**Work to do**
Copy out all of the records below word for word, with every line unchanged.

(Records for labeling locations)

— START —

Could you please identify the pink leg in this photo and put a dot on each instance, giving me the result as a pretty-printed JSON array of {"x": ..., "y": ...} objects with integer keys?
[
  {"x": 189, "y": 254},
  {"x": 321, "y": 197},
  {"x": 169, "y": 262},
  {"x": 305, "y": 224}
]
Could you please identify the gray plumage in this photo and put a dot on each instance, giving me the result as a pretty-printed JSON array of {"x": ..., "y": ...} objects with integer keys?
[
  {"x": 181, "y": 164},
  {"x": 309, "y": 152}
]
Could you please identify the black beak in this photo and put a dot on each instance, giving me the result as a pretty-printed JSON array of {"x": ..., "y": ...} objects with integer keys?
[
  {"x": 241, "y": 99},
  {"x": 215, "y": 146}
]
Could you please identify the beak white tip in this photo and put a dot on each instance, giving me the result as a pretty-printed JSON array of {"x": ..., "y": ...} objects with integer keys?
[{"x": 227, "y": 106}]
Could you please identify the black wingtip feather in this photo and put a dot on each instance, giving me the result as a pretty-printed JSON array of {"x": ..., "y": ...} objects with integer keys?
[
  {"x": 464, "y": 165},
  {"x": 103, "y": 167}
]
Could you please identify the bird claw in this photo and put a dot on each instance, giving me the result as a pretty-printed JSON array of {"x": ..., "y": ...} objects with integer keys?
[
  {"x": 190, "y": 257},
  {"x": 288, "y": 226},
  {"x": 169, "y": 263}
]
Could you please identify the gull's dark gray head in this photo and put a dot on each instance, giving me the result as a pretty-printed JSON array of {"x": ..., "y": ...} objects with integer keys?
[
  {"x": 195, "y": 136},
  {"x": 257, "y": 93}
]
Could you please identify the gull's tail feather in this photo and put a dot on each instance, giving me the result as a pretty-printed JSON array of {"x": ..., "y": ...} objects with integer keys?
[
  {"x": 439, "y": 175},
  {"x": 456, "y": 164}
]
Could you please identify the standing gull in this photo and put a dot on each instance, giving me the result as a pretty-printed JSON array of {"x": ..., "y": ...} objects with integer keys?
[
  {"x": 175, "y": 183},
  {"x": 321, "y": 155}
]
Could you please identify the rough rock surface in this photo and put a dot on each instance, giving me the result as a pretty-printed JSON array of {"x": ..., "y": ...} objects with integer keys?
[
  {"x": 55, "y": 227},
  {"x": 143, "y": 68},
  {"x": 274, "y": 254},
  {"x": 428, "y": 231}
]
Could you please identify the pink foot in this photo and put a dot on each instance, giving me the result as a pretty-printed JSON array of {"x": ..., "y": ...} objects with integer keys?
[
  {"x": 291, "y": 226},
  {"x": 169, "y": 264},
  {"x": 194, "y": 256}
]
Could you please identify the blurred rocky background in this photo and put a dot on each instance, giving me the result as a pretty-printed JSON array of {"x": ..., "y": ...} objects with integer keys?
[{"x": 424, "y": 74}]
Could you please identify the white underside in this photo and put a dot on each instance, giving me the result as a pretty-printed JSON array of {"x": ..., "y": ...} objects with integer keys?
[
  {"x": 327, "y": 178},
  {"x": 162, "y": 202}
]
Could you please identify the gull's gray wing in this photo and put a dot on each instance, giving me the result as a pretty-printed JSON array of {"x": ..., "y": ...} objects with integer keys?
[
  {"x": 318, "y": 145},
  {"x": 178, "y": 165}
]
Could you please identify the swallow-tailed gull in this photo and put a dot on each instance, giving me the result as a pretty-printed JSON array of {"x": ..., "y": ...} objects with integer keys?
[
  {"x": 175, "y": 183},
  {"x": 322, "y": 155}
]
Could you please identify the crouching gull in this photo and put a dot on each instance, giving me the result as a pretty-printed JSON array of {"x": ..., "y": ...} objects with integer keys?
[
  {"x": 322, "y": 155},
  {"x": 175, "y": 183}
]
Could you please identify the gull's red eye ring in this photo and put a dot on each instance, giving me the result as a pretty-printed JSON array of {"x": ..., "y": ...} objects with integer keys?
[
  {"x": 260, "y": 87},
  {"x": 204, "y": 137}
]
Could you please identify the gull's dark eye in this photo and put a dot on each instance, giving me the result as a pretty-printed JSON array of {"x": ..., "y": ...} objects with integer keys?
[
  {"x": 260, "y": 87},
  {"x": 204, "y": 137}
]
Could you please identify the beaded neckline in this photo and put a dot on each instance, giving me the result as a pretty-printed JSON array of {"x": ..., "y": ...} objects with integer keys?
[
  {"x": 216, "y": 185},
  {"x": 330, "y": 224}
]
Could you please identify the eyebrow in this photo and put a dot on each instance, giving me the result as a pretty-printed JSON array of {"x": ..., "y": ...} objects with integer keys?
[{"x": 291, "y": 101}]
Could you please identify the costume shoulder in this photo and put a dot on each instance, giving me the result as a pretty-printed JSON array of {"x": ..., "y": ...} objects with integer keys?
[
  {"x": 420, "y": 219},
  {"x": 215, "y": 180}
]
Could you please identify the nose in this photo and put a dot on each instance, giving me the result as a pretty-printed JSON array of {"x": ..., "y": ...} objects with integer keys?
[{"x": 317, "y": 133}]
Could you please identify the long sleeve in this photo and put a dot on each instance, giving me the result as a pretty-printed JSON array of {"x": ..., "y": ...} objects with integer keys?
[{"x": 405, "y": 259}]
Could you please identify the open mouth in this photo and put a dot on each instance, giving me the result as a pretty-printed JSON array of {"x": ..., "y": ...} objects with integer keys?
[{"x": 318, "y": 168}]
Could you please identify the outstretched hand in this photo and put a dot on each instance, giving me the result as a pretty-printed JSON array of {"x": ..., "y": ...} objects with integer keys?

— END —

**The output**
Could you please identify the pink leg in this photo and put a dot on each instance, giving me the result as a pretty-printed JSON array of {"x": ..., "y": ...} objects with integer keys?
[
  {"x": 189, "y": 254},
  {"x": 321, "y": 197},
  {"x": 169, "y": 262},
  {"x": 305, "y": 224}
]
Could you please identify the gray plumage in this photo and put a dot on each instance, giving me the result as a pretty-printed JSON array of {"x": ..., "y": ...} objects with integer keys?
[
  {"x": 181, "y": 164},
  {"x": 309, "y": 152}
]
Could you please identify the black beak in this photo and put a dot on each instance, giving me the result as a pretty-printed JSON array of {"x": ..., "y": ...} objects with integer keys?
[
  {"x": 241, "y": 99},
  {"x": 215, "y": 146}
]
Could you please identify the beak white tip in this photo and put a dot on each instance, giving me the result as a pretty-printed JSON array of {"x": ..., "y": ...} objects with integer keys?
[{"x": 227, "y": 106}]
Could you please identify the black wingtip feather in this photo and put a dot on each instance, giving me the result as a pretty-printed JSON array of {"x": ..., "y": ...} objects with integer keys?
[
  {"x": 464, "y": 165},
  {"x": 103, "y": 167}
]
Could you please identify the bird claw in this photo and put a dot on each instance, giving me the result as a pretty-printed JSON array of {"x": ..., "y": ...} objects with integer keys?
[
  {"x": 190, "y": 257},
  {"x": 288, "y": 226},
  {"x": 169, "y": 263}
]
Could you please identify the gull's dark gray head in this photo and put a dot on each instance, giving me the result as a pretty-printed JSON array of {"x": ..., "y": ...} objects with integer keys?
[
  {"x": 195, "y": 136},
  {"x": 257, "y": 93}
]
Could you please identify the gull's tail feather in this photo and put a dot on each instance, giving me the result as a pretty-printed JSON array of {"x": ..., "y": ...} objects with integer keys?
[
  {"x": 439, "y": 175},
  {"x": 456, "y": 164}
]
Could you please identify the standing gull in this photo and put a dot on each instance, giving me the result as a pretty-printed JSON array of {"x": ..., "y": ...} objects with integer keys?
[
  {"x": 175, "y": 183},
  {"x": 321, "y": 155}
]
Could you please identify the rough rock surface in this photo and put a dot on each instance, giving me the result as a pretty-printed JSON array of {"x": ..., "y": ...} objects with integer keys?
[
  {"x": 55, "y": 227},
  {"x": 143, "y": 68},
  {"x": 274, "y": 254},
  {"x": 428, "y": 231}
]
Could you please identify the pink foot in this photo and put a dot on each instance, giving me the result as a pretty-printed JSON array of {"x": ..., "y": ...} objects with integer keys?
[
  {"x": 291, "y": 226},
  {"x": 169, "y": 264},
  {"x": 194, "y": 256}
]
Could you please identify the blurred rocky background in this photo and put a dot on each instance, giving me the result as a pretty-printed JSON array of {"x": ..., "y": ...} objects with integer keys?
[{"x": 424, "y": 74}]
Could you please identify the white underside in this photo and put a dot on each instance, giving me the result as a pretty-printed JSON array of {"x": ..., "y": ...} objects with integer keys?
[
  {"x": 327, "y": 178},
  {"x": 162, "y": 202}
]
Could you please identify the gull's gray wing in this photo and put a dot on each instance, giving me the result as a pretty-printed JSON array of {"x": ..., "y": ...} objects with integer keys?
[
  {"x": 318, "y": 145},
  {"x": 178, "y": 165}
]
Could you please identify the swallow-tailed gull in this photo and put a dot on each instance, giving me the result as a pretty-printed JSON array of {"x": ..., "y": ...} objects with integer keys?
[
  {"x": 175, "y": 183},
  {"x": 322, "y": 155}
]
Could you please identify the crouching gull in this photo and put a dot on each instance, giving me the result as a pretty-printed JSON array of {"x": ..., "y": ...} objects with integer keys?
[
  {"x": 322, "y": 155},
  {"x": 175, "y": 183}
]
Could you please identify the gull's red eye ring in this photo and put a dot on each instance, giving me the result as a pretty-printed JSON array of {"x": ..., "y": ...} objects with integer keys?
[
  {"x": 260, "y": 87},
  {"x": 204, "y": 137}
]
Could you please identify the gull's dark eye in this photo and put a dot on each instance, giving me the result as a pretty-printed JSON array of {"x": ..., "y": ...} objects with integer keys?
[
  {"x": 260, "y": 87},
  {"x": 204, "y": 137}
]
Could you please identify the beaded neckline in this photo and put a dot on each instance, giving me the result as a pretty-printed JSON array of {"x": ..., "y": ...} objects with integer keys?
[
  {"x": 216, "y": 185},
  {"x": 330, "y": 224}
]
Could you please identify the eyebrow in this photo and put a dot on each instance, giving me the result as a pretty-printed JSON array of {"x": ..., "y": ...} objects with integer keys?
[{"x": 291, "y": 101}]
Could you please identify the costume shoulder in this photo and put a dot on each instance, giving me the result as a pretty-printed JSON array of {"x": ..., "y": ...} objects with integer keys?
[
  {"x": 420, "y": 219},
  {"x": 215, "y": 180}
]
Could you please identify the nose in this photo and put a dot on each instance, giving me the result as a pretty-printed JSON array of {"x": ..., "y": ...} objects with integer keys?
[{"x": 317, "y": 133}]
Could you please identify the long sleeve in this photo and put a dot on each instance, giving me the result as a pretty-printed JSON array of {"x": ..., "y": ...} objects with integer keys?
[{"x": 405, "y": 259}]
Could you please identify the open mouth in this photo and put a dot on each instance, giving me the result as a pretty-printed JSON array of {"x": ..., "y": ...} objects with integer keys?
[{"x": 318, "y": 168}]
Could you please identify the outstretched hand in this photo and put a dot on each instance, giving me the result as a pretty-printed JSON array of {"x": ..., "y": ...} objects with integer keys?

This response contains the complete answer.